- Excerpt -
——
The wooden elements of the frame which hadn’t suffered from rot had been turned into charcoal by in-situ welding repairs. The hood, hood frame and trim were only good enough to use as patterns and the collection of engine parts included the Nippy deep sump, carburettor, inlet and exhaust manifolds and the oil pump extended pick up, otherwise little else matched.
At this point dear reader you may ask: ‘were we downhearted or depressed?’ and I would have to say well, actually, no! I did have to sit and think for a bit to let my head clear, but as they say love is blind and as I had taken a fairly close look at the collection before I decided to take it on, I had an idea of what I might find. This was not going to be a project for the faint hearted or indeed the first time restorer.
Time to start – as much of the car was already dismantled lots of small items were simply gathered into groups and packed away to await further attention. This left the chassis frame and body tub. The chassis stood happily against the workshop wall but the body was taking up valuable workshop space. It would have to be totally dismantled so that patterns could be made to replace the floor pan and wheel arches so that was what happened next. It was rather like an archeological dig and notes, drawings and photographs were taken to help with the eventual reconstruction. Patterns were made from the fragile remains of the timbers and I made a new set before I forgot how everything went together. The engine bulkhead, dash structure, transmission tunnel and a fair amount of the scuttle and tail could be repaired and re-used as could the bonnet sides and possibly the doors. The bonnet top appeared at first sight to be good but it had critical rusted areas around the hinges so would probably have to be renewed. Steel was ordered and the reproduction of many of the small fabricated bits and pieces was done. At this stage the remaining pieces of body could be stacked into a smaller space until I was ready to return to them.
The chassis frame, rear axles casing and all other suitable bits of steel work were taken for blasting. This was followed by welding repairs where required and then painting. Without going into boring detail suffice it to say that every single component was to be refurbished, restored or where required – replaced. The aim was to reuse as much of the original car as possible but anything that was worn or broken or beyond repair would be replaced.
Progress would be spasmodic and confined largely to sourcing parts that were either missing or beyond repair. This would also spread the cost over a period of time and reduce the pain!
Other bits and pieces could be fitted in when I felt the need for a change from the ongoing Lotus restoration. The main push on the Nippy would come once ‘Elle’ the Lotus Elite was done and if, as many smaller parts as possible, were pre-prepared, then progress would hopefully be swift.
——
- What is needed -
Write a continuation of the car restoration excerpt, picking up after its final sentence.

[Dataset items]
——
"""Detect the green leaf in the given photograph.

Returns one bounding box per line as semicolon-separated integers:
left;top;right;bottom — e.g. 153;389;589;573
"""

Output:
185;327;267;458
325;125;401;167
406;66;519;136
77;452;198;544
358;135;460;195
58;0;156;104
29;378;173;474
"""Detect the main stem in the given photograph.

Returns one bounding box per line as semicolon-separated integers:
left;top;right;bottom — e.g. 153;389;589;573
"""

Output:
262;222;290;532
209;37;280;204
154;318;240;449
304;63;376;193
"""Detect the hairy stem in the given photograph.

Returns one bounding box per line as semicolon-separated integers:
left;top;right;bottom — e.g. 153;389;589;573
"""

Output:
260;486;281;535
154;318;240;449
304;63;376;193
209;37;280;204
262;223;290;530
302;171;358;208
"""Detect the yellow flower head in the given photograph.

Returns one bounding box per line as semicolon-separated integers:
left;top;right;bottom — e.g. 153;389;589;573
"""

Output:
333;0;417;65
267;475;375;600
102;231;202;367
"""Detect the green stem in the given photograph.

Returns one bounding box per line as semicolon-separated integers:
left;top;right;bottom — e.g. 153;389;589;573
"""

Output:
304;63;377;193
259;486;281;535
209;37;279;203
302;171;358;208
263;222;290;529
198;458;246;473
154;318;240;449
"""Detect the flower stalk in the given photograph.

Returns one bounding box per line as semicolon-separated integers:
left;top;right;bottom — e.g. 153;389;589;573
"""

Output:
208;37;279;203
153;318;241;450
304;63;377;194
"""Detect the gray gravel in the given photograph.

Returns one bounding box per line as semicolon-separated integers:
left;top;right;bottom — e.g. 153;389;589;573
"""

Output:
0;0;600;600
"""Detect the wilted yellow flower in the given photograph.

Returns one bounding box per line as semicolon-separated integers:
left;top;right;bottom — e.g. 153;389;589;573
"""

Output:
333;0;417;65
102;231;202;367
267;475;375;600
——
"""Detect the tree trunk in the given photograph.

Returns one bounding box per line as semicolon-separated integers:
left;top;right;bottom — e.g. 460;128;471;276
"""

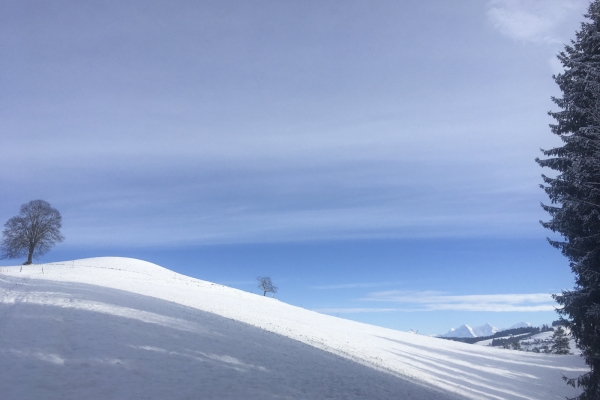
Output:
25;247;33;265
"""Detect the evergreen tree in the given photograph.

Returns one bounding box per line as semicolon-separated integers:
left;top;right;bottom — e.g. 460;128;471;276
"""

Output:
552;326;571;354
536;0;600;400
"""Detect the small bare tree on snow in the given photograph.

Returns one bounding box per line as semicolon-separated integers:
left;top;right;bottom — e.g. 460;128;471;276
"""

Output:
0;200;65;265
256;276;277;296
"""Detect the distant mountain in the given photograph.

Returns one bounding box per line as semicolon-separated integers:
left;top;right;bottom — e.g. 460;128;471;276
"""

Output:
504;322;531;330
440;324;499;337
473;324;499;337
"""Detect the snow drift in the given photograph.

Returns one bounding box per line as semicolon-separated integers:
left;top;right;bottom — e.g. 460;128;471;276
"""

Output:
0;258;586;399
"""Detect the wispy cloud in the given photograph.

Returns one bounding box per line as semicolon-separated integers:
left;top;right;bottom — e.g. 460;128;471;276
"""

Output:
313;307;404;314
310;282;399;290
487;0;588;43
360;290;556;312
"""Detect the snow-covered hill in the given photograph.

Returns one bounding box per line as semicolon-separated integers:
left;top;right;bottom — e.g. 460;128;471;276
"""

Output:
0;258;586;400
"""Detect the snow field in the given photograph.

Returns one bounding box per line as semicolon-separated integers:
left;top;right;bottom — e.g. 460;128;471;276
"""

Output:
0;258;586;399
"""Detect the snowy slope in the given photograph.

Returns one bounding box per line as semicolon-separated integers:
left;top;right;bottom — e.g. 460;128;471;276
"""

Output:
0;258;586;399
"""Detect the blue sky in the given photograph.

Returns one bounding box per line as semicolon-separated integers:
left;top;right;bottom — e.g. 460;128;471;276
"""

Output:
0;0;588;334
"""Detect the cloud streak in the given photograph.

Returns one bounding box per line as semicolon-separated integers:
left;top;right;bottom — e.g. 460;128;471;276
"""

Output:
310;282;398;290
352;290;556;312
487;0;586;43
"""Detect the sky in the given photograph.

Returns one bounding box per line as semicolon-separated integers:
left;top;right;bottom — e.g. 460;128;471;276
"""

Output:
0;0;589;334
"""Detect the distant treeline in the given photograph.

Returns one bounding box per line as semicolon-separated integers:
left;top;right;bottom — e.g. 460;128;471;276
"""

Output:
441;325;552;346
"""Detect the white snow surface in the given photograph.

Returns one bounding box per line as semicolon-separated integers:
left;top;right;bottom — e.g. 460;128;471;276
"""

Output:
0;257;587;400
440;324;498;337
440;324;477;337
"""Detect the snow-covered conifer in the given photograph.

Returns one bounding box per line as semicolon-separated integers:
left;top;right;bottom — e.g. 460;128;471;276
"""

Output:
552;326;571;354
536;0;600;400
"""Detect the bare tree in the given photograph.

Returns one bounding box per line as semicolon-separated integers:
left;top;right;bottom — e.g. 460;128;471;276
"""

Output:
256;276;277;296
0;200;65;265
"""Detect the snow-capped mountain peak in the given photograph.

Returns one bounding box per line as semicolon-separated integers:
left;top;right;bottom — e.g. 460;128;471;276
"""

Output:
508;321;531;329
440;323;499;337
——
- Written response -
Before this story goes any further it may be worth while taking a backward glance at where Nippy came from. Its history must be rich and varied and it probably would have quite tale to tell….. that is if it could. Sadly as yet I know very little. It was registered in Worcester to Thornes Auto on the nineteenth of June 1936 and given the registration of FK 7400. Its chassis number 246823, Engine M247740 and car number AEB 776. What happened to the car after that is a complete unknown until it received an MOT certificate in April 1981 from Chain Garages (Sales) Ltd, Hanger Lane, Ealing W5. A year later it was MOT’d again in Lutterworth showing a mileage of 35702 which was three thousand less that the previous one. It was in 1982 that it was sold by Motospot to its new owner who kept the car until December 2005 when it moved from its home in the Scottish Borders to Carlisle. Its stay in Carlisle was only about fifteen months when it moved south to my friend David who decided it was a bit more than he wanted to take on and it came to me a few weeks later in July 2007. I hope that one day someone will recognise the registration number and bits of its history may come to light.
In the summer of 2010 the Lotus was finally completed and so work on ‘Stanley’ could now begin in earnest. The partially prepared main floor section was the obvious starting point. When it had had the swaging put into it, it had unfortunately caused some distortion and so the first job was to tidy up this and encourage it back to a flat state. Bit by bit appropriate holes were drilled or cut out to accommodate the steering column, pedals and fixing points. With all necessary folds and turned edge flanges done, it was bolted onto the chassis which was to serve as a jig during construction – at least it was guaranteed to fit when complete. Body to chassis mounting brackets were reproduced from patterns copied from the rusted remains. These were bolted to the chassis outriggers and then drilled for the eventual rivets that would fix them in place. Temporary attachments were made by using 2BA nuts and screws. With the floor supported the side valances which run from the cowhorn brackets at the front to the forward end of the rear wheel arches were shaped using wooden formers and a certain amount of heaving to create the correct curve at the front end. With these screwed in place, a mock-up of the engine block and exhaust down pipe indicated the correct position of the cut out in the nearside valance as there were several cut outs to choose from in the remains of the originals, all but one had been later modifications! Similar mock-up of the steering column, drag link and front axle decided on the size, position and shape of slot required on the offside.
Now it was time to build up the scuttle and extend back wards over the rear axle area.
The footwell sides which act as support for the engine bulkhead cum dash assembly had been copied from the originals and so now these could be fitted and once the bulkhead had been repaired and restored trial fittings could proceed. The final element of this stage was to reproduce the door hinge post mounting plates which also linked the rear end of the side valance to the vertical back edge of the main floor section. This had to be shaped to fit the front edge of the rear wheel arch which in turn had to fit the rear wings. As this bit of the original body was one of the areas that had been replaced by fresh air, this probably was one of the most difficult to reproduce and get right. Get it wrong and the rear wings would not fit and without a good pattern or jig it was not easy.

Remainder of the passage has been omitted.